━━━ Page
I recently stumbled on a NY Times article about the uselessness of the job interview. The article described a situation where an interview panel hired a candidate based on their misperceptions rather than the truth. While I disagree with the reporter’s views and the relevance of the research cited to job interviews, I agree that interviews are often based on subjective data rather than the truth about your candidates. Buried at the end of the article, the reporter attempted to give advice on how to conduct an effective job interview. It’s clear that the reporter is not an expert in recruiting and his amateur advice does more harm than good.
The good news is there is a way to conduct interviews that reveal the truth about your candidates. That’s why I’m sharing my irresistibly easy ways to learn the truth by using Insightful Interview™ questions.
Interviews are the single most important piece of the hiring process, yet it’s the one piece that most of us fail to do well. The most common mistake is failing to ask candidates questions that reveal their true attitudes, behaviors, and skills. Instead. We rely on traditional questions like those used in the NY Times article—tell me about yourself, what are your strengths and weaknesses, or where do you see yourself in five years? Those questions are a waste of time for you and your candidate.
Because these interview questions have been used forever, savvy candidates have researched the “correct” answers and have learned to tell us what we want to hear. We think we’ve outsmarted candidates by asking behavioral-based questions like tell me about a time when you solved a problem. Sounds better, but is it?
No, it’s even worse because we’ve told our candidate we want to hear about success. But what about all the times they didn’t try to solve the problem? What about the times they failed?
Candidates have a single goal: to persuade you to hire them. To achieve their goal, they will tell you what they think you want to hear. Applicants try their best to avoid alienating you or causing you to pass them over in favor of someone else.
━━━━━━
━━━ Dataset section
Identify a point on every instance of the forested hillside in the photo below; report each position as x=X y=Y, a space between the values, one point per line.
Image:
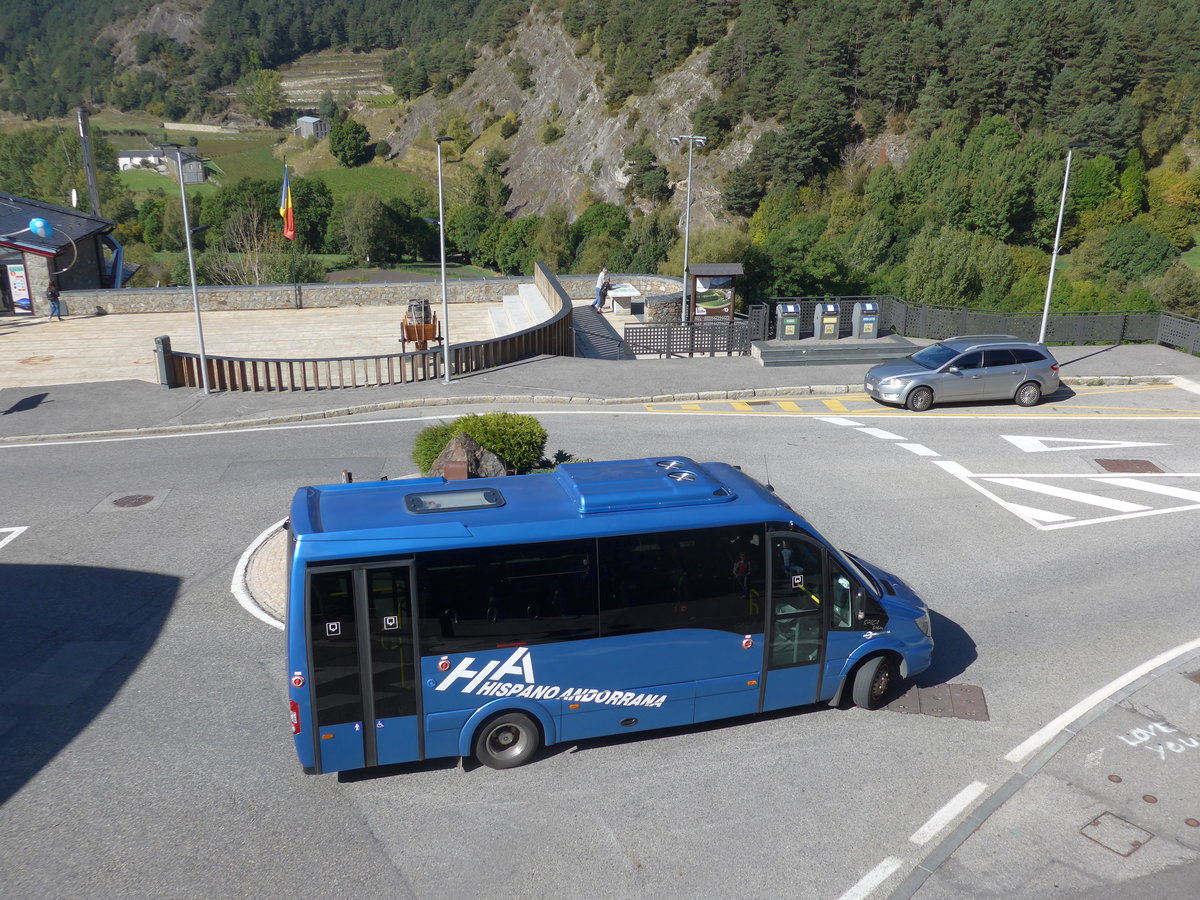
x=897 y=145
━━━━━━
_Problems to work on_
1/ Write out the stretch of the job interview piece from "I recently stumbled" through "Insightful Interview™ questions.", reproducing every word and mark without alteration.
2/ Extend the piece on job interviews with further paragraphs that pick up directly after its final sentence.

_Answers to the tasks_
1/
I recently stumbled on a NY Times article about the uselessness of the job interview. The article described a situation where an interview panel hired a candidate based on their misperceptions rather than the truth. While I disagree with the reporter’s views and the relevance of the research cited to job interviews, I agree that interviews are often based on subjective data rather than the truth about your candidates. Buried at the end of the article, the reporter attempted to give advice on how to conduct an effective job interview. It’s clear that the reporter is not an expert in recruiting and his amateur advice does more harm than good.
The good news is there is a way to conduct interviews that reveal the truth about your candidates. That’s why I’m sharing my irresistibly easy ways to learn the truth by using Insightful Interview™ questions.

2/
Your goal is to learn the truth about how the candidate will fit your team and perform on the job. This requires strategic thinking about the information necessary to make an informed decision. The most powerful recruiting tool I know is getting answers from candidates that reveal the truth about how they will perform on the job. That’s the purpose of Insightful Interview™ questions.
Here are five tips to get you started:
1.Make sure the question is one you can legally ask in an interview.
According to a CareerBuilderTM survey, one in five employers asks an illegal interview question. These include questions related to legally protected classes like race, age, gender, and so forth.
2.Make sure you understand what you want to learn from the candidate’s answer.
Asking a question because you found it on a list of great questions may fail to elicit the information you need to make a decision. Your questions need to have a purpose: to discover how the candidate will perform for you on the job.
3.Define what a right answer looks like and what a wrong answer looks like.
Interviewers often ask questions without knowing how to decide if the answer is a good one. Create a chart of your critical behaviors and define those behaviors for high performers and low performers. Use those definitions of the skills, knowledge, and behaviors of both successful and unsuccessful candidates to identify whether your potential candidates are the right fit.
4.Look beyond the words to determine meaning.
Words mean different things to different people. Use follow-up questions to make sure you understand what your candidate means. Assuming the candidate shares your definition of words can be a mistake. For example, your definition of dedication might mean working long hours to complete a task and a candidate’s definition might be finding someone else to finish his work.
5.Pay attention to nonverbal clues.
An answer to a question is more than the words spoken. Watch facial expressions, tone of voice, and body language to make sure it matches the words. People generally see what they look for and hear what they listen for. When you interview people for your business, look and listen for what you want and don’t want from your candidates. Communication has many aspects and you want to factor in each of them.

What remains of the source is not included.